Extracted text:
+++

Last Updated 16 April 2012, 16:04 IST

Infosys’ legal troubles in the United States may complicate life for India’s feted outsourcing industry. Outsourcers have been a relative bright spot in a market dogged by worries about India’s growth prospects. 

But an investigation into allegations that Infosys broke visa rules to get Indian employees into the United States will put them on eggshells. Until the air clears, this is another reason to avoid Indian stocks.

Indian outsourcers have been a shelter of sorts for investors, offering a way to play the India theme without the worries about domestic growth and political paralysis. They had a recession-proof appeal: companies eager to cut costs in good times would be more desperate to do so in bad times. As a result, Infosys shares had fallen only 8 per cent in 2012 up to April 13, while market heavyweight Reliance Industries had slid 26 per cent.

Yet Infosys shares have plunged 15 per cent since April 13, when the technology group predicted that this year’s revenue growth might slip below 10 per cent, and warned that the visa investigations could affect earnings, the first time the case appeared in its financial statements since the allegations emerged in early 2011. Shares of competitors Tata Consultancy Services and Wipro fell 5 per cent and 4 per cent respectively.

+++

Records for this task:

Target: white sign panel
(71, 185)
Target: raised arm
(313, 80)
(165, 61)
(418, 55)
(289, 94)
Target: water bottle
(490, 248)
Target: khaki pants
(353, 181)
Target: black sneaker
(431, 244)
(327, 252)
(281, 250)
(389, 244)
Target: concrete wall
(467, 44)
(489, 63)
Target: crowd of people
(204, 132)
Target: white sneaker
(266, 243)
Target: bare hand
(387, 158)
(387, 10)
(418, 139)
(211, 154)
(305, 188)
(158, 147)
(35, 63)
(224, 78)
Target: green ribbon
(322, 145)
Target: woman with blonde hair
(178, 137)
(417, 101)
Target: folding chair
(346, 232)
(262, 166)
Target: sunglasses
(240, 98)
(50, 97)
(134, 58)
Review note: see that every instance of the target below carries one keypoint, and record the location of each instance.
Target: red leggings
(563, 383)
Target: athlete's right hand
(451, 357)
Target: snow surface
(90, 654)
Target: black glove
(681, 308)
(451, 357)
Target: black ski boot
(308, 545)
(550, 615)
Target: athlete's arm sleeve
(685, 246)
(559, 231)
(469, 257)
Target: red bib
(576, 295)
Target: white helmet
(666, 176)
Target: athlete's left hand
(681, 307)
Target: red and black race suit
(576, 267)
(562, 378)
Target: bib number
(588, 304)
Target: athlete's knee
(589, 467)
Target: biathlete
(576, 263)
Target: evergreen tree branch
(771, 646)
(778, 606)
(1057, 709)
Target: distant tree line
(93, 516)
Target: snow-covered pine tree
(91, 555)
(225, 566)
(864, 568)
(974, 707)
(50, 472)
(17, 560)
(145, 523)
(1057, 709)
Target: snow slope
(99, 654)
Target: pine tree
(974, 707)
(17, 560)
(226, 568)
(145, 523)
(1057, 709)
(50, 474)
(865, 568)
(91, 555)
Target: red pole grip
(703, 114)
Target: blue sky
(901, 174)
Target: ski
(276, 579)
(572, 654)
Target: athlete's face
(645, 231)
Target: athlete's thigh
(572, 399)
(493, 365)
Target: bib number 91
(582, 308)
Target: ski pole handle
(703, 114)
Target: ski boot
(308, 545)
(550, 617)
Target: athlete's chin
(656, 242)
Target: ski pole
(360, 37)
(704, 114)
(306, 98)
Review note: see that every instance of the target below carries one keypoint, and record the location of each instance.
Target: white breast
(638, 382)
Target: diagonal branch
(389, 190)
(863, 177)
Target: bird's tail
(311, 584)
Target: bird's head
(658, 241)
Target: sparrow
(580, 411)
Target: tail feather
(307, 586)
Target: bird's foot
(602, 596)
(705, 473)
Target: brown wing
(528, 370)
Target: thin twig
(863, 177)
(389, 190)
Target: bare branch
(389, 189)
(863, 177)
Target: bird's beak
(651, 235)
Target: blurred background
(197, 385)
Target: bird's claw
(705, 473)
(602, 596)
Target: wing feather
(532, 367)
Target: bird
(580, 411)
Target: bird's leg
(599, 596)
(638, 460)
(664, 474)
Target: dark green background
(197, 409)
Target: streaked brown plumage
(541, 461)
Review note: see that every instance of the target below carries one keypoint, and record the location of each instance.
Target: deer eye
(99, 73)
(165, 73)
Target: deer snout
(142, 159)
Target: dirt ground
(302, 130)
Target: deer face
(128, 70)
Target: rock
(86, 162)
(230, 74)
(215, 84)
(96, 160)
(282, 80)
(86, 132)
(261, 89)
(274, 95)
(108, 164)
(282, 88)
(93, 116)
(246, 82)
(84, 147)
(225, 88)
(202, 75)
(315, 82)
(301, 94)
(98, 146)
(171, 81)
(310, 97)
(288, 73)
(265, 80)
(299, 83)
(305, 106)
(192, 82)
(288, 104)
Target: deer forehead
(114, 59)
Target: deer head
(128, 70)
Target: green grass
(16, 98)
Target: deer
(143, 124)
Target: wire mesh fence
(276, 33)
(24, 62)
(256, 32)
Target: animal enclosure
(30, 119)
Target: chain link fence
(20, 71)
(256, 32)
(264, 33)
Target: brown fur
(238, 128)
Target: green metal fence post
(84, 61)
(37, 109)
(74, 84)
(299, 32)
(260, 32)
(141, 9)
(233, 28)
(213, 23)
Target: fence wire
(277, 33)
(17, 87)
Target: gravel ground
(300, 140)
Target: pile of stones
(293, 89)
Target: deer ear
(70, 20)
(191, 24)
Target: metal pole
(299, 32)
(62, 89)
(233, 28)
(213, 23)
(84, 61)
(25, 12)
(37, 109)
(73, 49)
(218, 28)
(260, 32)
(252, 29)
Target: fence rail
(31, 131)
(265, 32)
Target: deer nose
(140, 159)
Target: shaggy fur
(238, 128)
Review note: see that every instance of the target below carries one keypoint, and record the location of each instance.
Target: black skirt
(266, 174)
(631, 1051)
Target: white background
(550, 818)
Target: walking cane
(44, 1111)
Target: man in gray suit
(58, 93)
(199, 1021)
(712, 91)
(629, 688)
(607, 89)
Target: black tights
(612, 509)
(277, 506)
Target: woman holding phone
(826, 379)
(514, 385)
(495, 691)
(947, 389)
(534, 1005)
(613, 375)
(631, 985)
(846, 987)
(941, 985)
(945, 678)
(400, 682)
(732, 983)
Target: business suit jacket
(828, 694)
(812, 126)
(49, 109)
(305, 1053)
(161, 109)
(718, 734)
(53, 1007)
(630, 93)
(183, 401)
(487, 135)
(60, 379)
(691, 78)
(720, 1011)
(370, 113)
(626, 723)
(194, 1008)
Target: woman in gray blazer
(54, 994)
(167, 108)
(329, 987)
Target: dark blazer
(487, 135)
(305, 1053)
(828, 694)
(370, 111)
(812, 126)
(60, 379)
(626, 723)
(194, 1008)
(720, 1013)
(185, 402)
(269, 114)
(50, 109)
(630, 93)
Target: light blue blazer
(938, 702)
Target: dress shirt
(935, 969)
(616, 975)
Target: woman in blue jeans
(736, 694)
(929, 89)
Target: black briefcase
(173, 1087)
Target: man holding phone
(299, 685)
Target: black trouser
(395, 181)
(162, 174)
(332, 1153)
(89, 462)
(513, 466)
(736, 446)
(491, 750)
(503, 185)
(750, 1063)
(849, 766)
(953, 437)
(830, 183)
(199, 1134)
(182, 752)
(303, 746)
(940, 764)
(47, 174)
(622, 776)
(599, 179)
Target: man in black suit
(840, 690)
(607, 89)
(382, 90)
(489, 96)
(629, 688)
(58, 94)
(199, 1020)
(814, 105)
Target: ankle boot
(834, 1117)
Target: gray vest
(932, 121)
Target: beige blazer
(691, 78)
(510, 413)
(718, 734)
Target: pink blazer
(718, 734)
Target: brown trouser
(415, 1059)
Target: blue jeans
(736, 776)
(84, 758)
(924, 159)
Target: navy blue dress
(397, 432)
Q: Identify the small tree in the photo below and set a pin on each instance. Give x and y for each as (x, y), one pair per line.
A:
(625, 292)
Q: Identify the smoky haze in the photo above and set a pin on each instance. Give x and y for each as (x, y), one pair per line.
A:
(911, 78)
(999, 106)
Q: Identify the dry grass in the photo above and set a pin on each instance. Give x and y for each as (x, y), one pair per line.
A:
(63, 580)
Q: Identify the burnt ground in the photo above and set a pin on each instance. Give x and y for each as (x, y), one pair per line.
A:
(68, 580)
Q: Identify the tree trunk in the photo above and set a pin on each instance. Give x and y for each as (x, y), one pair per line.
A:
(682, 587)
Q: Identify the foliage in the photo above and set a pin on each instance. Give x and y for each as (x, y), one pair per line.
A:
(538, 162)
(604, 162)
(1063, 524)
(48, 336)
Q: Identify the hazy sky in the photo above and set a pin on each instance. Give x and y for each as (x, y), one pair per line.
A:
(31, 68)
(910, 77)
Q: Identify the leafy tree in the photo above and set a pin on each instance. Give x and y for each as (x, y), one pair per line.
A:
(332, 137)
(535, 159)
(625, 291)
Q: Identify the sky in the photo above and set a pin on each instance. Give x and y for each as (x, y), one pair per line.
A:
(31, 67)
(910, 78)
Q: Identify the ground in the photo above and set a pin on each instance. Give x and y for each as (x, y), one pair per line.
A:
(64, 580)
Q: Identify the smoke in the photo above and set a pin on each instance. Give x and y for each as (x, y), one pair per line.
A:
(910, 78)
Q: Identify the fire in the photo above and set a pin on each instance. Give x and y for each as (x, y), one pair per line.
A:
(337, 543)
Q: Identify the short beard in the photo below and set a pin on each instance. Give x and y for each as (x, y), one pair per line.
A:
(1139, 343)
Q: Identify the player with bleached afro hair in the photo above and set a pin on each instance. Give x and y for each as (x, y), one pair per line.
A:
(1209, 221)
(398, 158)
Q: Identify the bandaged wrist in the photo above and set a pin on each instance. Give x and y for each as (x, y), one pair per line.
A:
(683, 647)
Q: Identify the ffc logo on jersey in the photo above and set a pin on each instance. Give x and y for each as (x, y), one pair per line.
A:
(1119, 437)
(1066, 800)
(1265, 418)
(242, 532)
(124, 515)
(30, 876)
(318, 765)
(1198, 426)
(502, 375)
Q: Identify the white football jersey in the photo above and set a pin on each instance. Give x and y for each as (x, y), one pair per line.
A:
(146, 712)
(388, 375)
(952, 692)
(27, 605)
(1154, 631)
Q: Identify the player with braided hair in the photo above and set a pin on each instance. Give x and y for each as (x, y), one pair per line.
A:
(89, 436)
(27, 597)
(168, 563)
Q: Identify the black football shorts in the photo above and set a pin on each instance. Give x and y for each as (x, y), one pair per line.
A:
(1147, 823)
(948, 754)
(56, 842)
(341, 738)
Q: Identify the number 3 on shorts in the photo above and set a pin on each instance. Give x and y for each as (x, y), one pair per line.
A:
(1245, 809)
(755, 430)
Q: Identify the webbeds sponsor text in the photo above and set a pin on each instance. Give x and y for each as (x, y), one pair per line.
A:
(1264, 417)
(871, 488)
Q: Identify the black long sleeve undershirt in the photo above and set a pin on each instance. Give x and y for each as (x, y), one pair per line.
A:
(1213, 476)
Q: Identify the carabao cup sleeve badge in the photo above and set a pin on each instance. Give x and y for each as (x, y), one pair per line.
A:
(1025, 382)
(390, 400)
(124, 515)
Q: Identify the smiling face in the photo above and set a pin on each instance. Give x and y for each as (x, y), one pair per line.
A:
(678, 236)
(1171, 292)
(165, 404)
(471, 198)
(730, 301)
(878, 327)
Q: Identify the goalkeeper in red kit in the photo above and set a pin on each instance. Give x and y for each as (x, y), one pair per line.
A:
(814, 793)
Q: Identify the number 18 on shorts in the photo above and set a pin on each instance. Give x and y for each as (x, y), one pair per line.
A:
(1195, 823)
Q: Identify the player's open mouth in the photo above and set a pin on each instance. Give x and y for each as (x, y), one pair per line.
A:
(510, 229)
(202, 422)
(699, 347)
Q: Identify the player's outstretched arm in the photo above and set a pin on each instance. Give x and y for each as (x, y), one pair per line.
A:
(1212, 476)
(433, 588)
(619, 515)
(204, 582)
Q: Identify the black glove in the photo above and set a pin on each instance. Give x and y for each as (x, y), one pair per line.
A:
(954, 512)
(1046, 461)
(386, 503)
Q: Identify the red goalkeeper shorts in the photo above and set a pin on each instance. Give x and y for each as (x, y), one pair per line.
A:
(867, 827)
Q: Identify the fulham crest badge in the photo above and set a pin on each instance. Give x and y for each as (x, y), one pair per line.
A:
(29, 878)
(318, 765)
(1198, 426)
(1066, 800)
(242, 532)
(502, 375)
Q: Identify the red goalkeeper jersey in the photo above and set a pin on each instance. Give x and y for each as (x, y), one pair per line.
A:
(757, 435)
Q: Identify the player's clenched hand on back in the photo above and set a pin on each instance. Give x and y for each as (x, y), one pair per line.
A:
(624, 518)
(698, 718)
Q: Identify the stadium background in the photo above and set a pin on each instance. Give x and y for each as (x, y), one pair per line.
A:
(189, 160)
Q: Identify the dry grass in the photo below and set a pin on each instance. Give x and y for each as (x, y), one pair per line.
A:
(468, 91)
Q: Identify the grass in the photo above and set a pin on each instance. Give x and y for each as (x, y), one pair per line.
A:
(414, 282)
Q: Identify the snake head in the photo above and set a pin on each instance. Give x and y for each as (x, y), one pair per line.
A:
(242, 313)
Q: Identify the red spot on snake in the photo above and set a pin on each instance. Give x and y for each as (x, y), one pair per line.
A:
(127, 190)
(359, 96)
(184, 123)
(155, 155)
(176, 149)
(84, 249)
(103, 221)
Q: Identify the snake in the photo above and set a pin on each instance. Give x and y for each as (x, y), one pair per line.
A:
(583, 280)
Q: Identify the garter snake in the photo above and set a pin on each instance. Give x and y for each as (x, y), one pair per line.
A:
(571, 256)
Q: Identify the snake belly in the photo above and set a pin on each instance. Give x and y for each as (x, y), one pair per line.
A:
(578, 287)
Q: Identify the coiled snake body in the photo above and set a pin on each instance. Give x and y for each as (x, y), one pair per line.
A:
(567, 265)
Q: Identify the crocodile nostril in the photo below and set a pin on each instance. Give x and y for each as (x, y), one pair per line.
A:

+++

Required tasks:
(1) Answer these questions about the Infosys article:
(a) According to the allegations, which rules did Infosys break to get Indian employees into the United States?
(b) By what percentage had Reliance Industries shares slid in 2012 up to April 13?
(c) How much did Wipro's shares fall?
(2) Copy from the records the lines running from the one containing "Q: Identify the black long" up to and including the one containing "(1213, 476)".

Solutions in order:
(1)
(a) Visa rules.
(b) 26 percent.
(c) 4 percent.

(2)
Q: Identify the black long sleeve undershirt in the photo above and set a pin on each instance. Give x and y for each as (x, y), one pair per line.
A:
(1213, 476)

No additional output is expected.